◆ **Given text**
> -----Original Message-----
> The problem is as folows: the setup works randomly, fron 15
> mins to 1-2 hours, flawlessly, i might add, serving content
> from both backend machines. However, it randomly stops doing
> that. When that happens, i cannot ping the VIP from the
> outside, only from within the LAN (i have a backup LB, not
> configured yet, i plan to use ultramonkey later on). I
> checked logs, tcpdumped but with no clue as of what is causing this.
> Some input would be really appreciated.
Now I know this is an old message, and this issue has been 'resolved' by not
using LVS-NAT anymore, but recently I had a similar problem.
Let me explain my setup first; I have two loadbalancers, which use wrr to
direct trafic to 5 realservers. A small script on the loadbalancers checks
the realservers periodically and requests some numbers from them. Based on
those numbers the weight of the server is adjusted using 'ipvsadm
--edit-server'.
The setup i described above worked flawlessly for years (well - after an
iptables problem, and after a small patch to the wrr code) until my trafic
could spike so high the loadbalancers were not able to handle it properly.
So we decided to upgrade the loadbalancers with new hardware.
The new hardware runs on a quadcore 64-bits Xeon, while the old had a 32
bits Celeron, so quite an upgrade, and more notable, the new server was able
to process 950 mbit with only 20% cpu time, while the old one was eating up
more than 90% cputime at around 60 mbit.
So we went from a 32 bits OS to a 64 bits OS. We tested the hardware and it
seemed stable, next we put them into production and after several hours they
would crash and would not respond to anything, much like Cristi experienced
before. So we pulled them out and put in the old loadbalancers again and we
started testing a bit more.

◆ **Data entries**
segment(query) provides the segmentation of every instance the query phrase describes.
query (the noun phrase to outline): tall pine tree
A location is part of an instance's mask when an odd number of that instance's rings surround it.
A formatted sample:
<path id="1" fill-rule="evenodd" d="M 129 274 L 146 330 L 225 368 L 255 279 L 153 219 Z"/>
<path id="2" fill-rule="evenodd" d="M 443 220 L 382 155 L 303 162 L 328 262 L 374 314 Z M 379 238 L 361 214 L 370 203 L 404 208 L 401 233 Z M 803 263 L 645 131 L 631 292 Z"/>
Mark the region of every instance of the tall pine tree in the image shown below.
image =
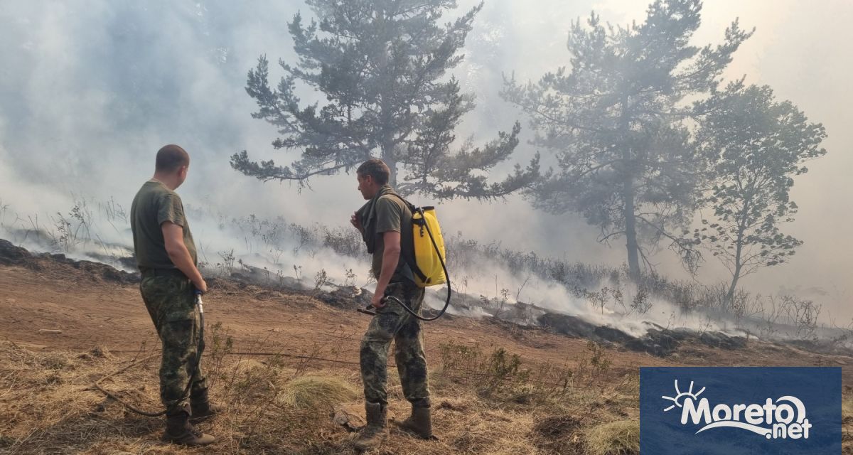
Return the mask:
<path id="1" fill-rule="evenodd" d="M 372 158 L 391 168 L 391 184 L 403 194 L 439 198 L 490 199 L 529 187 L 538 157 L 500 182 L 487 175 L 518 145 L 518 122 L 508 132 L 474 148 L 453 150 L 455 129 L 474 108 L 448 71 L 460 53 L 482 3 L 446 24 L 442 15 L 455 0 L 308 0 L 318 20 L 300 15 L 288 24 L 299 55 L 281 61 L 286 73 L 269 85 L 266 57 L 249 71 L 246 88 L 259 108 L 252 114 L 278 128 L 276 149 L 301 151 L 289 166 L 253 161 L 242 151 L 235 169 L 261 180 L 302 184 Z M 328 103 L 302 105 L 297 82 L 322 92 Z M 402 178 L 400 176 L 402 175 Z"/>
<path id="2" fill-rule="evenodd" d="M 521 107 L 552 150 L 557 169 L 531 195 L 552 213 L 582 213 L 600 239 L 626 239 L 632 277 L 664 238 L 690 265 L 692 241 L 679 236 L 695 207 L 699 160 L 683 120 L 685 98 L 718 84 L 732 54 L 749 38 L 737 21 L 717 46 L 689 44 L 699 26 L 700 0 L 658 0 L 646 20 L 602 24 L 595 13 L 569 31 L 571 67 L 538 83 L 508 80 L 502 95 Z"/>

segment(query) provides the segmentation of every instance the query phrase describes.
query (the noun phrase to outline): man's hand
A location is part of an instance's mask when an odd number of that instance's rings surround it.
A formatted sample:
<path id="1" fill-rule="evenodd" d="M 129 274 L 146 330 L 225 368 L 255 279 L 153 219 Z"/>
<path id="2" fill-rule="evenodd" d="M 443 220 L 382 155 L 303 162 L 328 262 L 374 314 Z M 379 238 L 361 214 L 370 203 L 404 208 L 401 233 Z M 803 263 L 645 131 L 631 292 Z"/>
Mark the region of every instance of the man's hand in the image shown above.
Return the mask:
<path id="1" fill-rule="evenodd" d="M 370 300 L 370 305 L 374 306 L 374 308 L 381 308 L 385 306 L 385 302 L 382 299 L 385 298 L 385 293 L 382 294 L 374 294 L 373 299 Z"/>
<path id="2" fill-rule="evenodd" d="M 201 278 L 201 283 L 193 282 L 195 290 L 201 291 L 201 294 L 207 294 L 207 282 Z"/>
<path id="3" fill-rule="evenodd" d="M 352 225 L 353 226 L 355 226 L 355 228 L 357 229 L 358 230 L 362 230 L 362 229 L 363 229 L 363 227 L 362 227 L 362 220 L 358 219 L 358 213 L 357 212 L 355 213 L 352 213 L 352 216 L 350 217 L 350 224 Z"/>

...

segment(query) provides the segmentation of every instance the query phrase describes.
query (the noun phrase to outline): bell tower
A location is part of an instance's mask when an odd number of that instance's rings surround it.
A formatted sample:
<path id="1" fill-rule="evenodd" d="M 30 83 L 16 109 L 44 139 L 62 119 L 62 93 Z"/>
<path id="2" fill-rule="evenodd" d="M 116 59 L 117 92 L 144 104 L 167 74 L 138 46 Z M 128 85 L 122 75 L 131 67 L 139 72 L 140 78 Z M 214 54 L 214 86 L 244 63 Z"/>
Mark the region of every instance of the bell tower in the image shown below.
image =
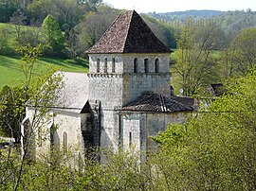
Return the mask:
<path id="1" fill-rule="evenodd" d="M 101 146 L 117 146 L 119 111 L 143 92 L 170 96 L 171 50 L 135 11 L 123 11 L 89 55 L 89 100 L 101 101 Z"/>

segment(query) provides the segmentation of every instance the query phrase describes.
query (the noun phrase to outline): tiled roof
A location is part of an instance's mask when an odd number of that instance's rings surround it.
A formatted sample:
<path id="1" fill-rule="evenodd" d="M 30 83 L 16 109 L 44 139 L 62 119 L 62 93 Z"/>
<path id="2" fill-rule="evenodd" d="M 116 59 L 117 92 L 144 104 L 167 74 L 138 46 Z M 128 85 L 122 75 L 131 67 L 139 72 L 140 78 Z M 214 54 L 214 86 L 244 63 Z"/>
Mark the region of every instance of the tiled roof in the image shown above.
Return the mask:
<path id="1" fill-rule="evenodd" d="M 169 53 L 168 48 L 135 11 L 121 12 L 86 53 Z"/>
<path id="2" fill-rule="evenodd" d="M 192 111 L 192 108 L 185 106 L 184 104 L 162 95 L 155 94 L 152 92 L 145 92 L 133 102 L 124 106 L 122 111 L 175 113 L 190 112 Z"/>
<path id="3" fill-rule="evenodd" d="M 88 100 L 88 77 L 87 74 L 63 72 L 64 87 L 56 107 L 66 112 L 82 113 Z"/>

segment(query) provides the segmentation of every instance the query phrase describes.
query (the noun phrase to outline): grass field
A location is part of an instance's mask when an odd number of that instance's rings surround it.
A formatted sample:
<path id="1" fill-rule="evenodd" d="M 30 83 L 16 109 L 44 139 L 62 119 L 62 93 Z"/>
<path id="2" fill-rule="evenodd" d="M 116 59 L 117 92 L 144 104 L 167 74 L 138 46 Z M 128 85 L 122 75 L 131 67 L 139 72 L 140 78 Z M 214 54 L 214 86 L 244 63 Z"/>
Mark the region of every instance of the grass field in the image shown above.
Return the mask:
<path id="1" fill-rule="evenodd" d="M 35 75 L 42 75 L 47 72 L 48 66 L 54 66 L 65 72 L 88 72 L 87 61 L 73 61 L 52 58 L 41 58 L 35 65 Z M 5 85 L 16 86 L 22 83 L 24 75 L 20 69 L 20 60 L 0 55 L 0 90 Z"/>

◆ **To-do list**
1: Pick out each line of the rows that contains the string "Mark".
2: Proceed with the load balancer thread, starting right after its last sentence.
The forum thread and the rows were taken from unrelated sources.

◆ **Task answers**
1:
Mark the region of every instance of the tall pine tree in the image shown below.
Mark the region of every instance of the man's hand in the image shown above.
Mark the region of every instance of the bell tower in the image shown below.
Mark the region of every instance of the tiled roof in the image shown above.
Mark the region of every instance of the grass field in the image shown above.

2:
After running and writing several program's i got the loadbalancers to crash
finally again but this time in our testing environment. To achieve a crash i
had to generate enough traffic from different ip's and ports through the
ipvs services while running 'ipvsadm --edit-server' on the loadbalancer.
Running the traffic through iptables wouldn't crash the server, nor would
one client ip from different ports bashing the services work.
So i started debugging a lot more and i am still working on it, the problem
being is that the server will freeze totally, so i can't look up anything.
but it seems that changing the weights on the server will make your system
crash if you run it on a 64 bits OS. our 'old' 32 bits environment still
happily changes the values of the servers every couple of seconds without
crashing. So there is somewhere in the code of the ipvsadm program, or in
the kernel code a problem - so i'll keep debugging.
What i want to know is if there is anyone out there with:
1) a 64 bits installation
2) using wrr
3) is changing the weights on the server while the server is getting heavy
traffic from multiple ip:ports
And is experiencing the same problems as i do; a freezing server which needs
a cold reset
For the moment, ill just keep looking at traces to see if i can spot
anything particular, and i hope anyone got a suggestion as to where to look
/ what debugger to use.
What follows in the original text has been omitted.